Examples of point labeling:
------------------------------------

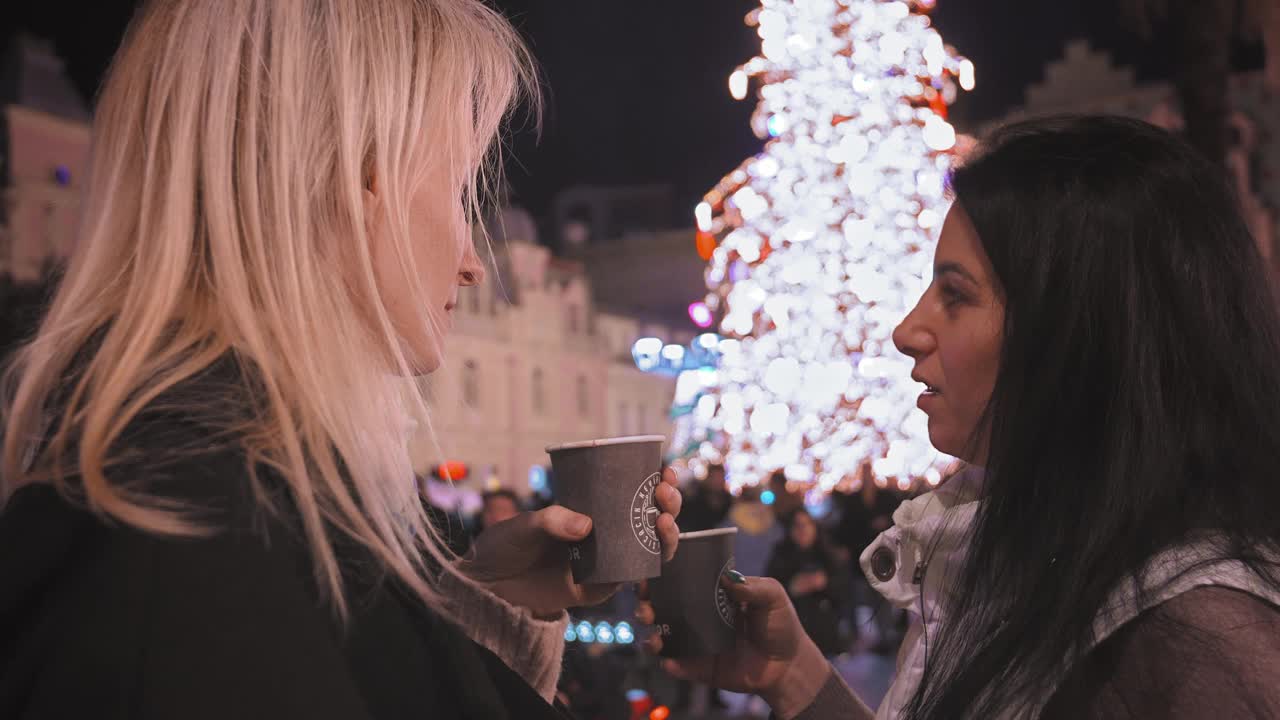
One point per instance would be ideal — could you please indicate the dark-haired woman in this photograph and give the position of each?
(1101, 343)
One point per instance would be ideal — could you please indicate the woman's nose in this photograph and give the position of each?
(912, 337)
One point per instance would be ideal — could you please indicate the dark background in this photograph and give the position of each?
(639, 90)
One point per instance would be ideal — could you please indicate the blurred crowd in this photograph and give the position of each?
(812, 550)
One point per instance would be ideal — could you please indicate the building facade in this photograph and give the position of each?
(44, 159)
(1087, 81)
(531, 361)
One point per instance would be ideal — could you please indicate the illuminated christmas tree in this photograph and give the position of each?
(819, 245)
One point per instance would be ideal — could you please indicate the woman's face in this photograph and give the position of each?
(954, 335)
(444, 258)
(804, 532)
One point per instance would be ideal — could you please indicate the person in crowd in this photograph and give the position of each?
(863, 515)
(814, 580)
(1100, 342)
(209, 505)
(758, 531)
(708, 505)
(497, 506)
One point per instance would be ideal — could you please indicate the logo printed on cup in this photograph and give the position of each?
(644, 514)
(727, 610)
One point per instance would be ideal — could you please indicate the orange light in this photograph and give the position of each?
(452, 470)
(705, 245)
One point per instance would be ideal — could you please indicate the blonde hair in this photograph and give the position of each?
(232, 146)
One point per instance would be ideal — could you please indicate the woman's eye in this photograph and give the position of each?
(951, 296)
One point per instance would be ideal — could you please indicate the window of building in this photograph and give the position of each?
(539, 392)
(575, 320)
(471, 383)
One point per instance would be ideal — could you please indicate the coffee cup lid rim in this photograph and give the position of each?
(711, 533)
(604, 442)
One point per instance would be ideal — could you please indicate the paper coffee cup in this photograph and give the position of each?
(693, 614)
(613, 482)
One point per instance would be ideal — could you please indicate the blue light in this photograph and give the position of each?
(538, 478)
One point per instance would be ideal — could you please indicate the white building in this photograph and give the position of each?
(533, 363)
(44, 159)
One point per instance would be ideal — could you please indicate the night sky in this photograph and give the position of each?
(638, 90)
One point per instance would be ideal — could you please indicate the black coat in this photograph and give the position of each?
(103, 621)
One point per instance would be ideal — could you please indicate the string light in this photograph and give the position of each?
(824, 242)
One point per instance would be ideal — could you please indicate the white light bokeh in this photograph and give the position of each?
(826, 241)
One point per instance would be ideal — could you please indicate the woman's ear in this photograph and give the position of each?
(371, 206)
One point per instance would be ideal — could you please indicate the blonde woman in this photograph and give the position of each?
(209, 509)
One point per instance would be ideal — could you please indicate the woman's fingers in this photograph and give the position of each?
(668, 493)
(670, 536)
(755, 592)
(709, 670)
(644, 614)
(562, 523)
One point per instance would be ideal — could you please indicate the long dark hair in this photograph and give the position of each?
(1137, 402)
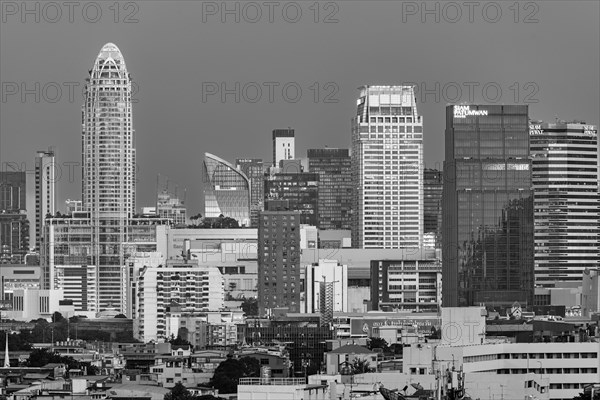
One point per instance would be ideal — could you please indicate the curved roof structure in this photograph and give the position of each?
(226, 190)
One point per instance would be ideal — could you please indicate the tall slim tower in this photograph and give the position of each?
(387, 173)
(108, 156)
(45, 195)
(283, 145)
(566, 204)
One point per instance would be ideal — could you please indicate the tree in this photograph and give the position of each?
(250, 307)
(179, 392)
(229, 372)
(377, 343)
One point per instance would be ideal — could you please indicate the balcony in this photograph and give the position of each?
(272, 381)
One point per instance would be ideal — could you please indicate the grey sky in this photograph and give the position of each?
(171, 52)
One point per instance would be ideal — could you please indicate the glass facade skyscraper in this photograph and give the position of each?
(226, 190)
(487, 212)
(335, 187)
(567, 207)
(108, 171)
(387, 172)
(433, 184)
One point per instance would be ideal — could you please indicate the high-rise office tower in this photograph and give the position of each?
(45, 195)
(387, 174)
(300, 190)
(12, 191)
(567, 207)
(335, 186)
(283, 145)
(226, 190)
(14, 225)
(279, 283)
(108, 166)
(253, 168)
(432, 202)
(170, 206)
(487, 207)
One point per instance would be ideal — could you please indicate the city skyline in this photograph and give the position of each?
(329, 123)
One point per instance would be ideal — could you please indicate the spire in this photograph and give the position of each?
(6, 357)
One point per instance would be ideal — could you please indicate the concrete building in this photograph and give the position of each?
(109, 167)
(18, 276)
(283, 145)
(185, 284)
(566, 203)
(299, 189)
(387, 172)
(412, 282)
(334, 277)
(70, 258)
(279, 261)
(335, 187)
(171, 207)
(45, 193)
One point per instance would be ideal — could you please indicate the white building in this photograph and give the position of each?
(30, 304)
(387, 160)
(109, 166)
(188, 285)
(45, 195)
(133, 266)
(330, 272)
(283, 146)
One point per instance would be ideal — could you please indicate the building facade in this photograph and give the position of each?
(45, 194)
(487, 207)
(185, 285)
(253, 168)
(109, 176)
(300, 190)
(283, 145)
(335, 187)
(433, 184)
(171, 207)
(226, 190)
(387, 174)
(279, 283)
(566, 203)
(413, 282)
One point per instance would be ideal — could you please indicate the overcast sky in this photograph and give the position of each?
(172, 53)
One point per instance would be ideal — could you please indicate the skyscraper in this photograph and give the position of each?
(487, 207)
(283, 145)
(12, 191)
(387, 174)
(279, 283)
(108, 166)
(253, 168)
(335, 186)
(432, 202)
(45, 195)
(226, 190)
(14, 225)
(567, 207)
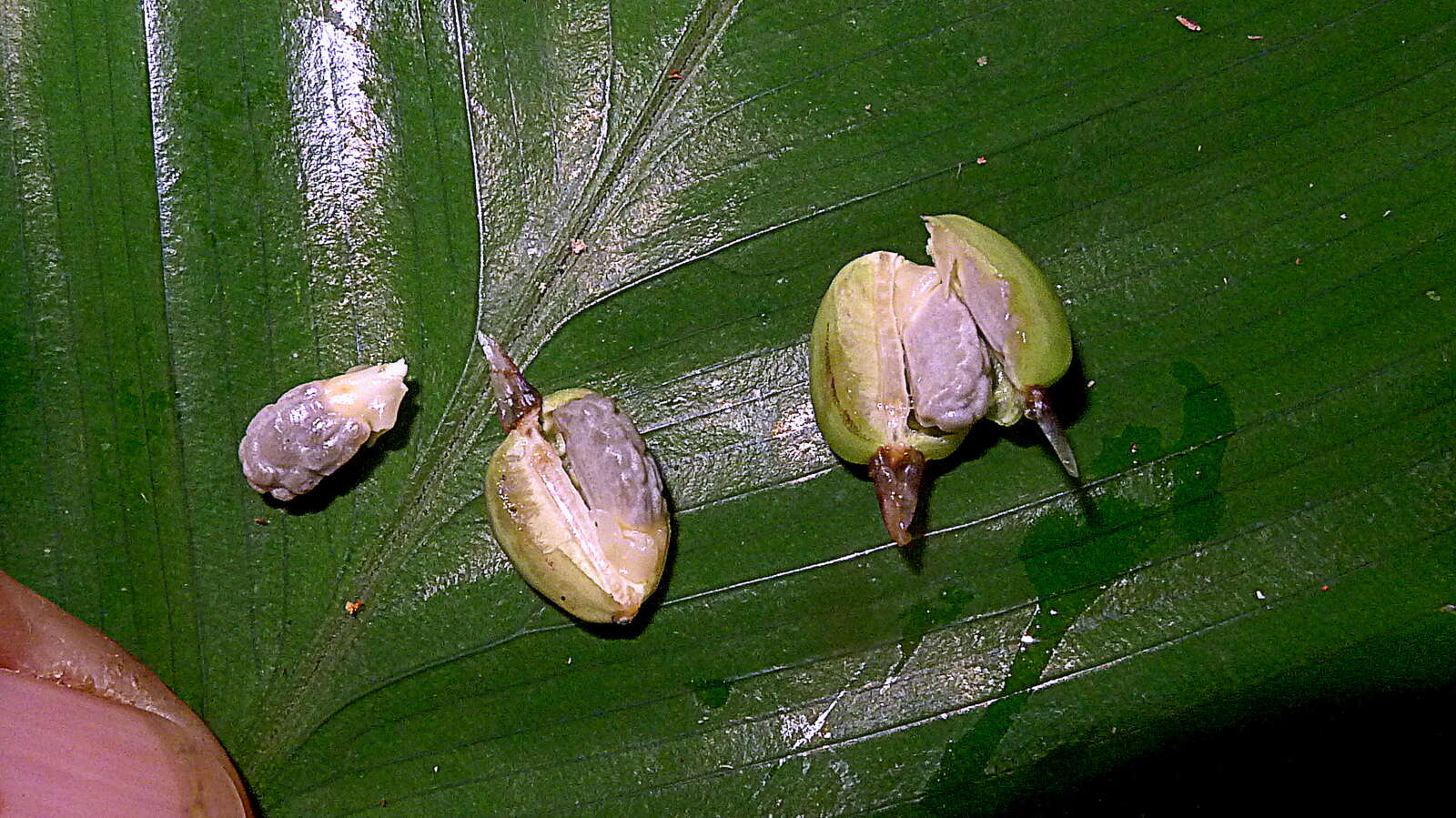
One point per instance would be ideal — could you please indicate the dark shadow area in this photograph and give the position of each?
(1360, 725)
(364, 461)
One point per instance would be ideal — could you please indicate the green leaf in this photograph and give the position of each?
(207, 203)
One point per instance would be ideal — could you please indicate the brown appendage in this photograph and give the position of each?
(514, 396)
(1040, 409)
(897, 472)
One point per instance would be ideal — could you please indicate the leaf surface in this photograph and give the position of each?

------------------------------------

» **What you will do**
Reproduce, word for word, everything in the listing from the line containing "the dark shadow" down to the last line of the listing, both included.

» **Complete response**
One point per instance would be ideal — could you please indicate the dark shadow area in this photograph and give the position of each?
(1360, 725)
(364, 461)
One point per instance would be ideal — could you please indicate the green leaf in this photograph and give the position of each?
(207, 203)
One point per instance would be ideal — could you please indicate the brown appendage in this photograph and give the position of each?
(514, 396)
(1040, 409)
(897, 472)
One point per instance would be ideal — could you please indicate the leaf surface in this photograph and give the position of each?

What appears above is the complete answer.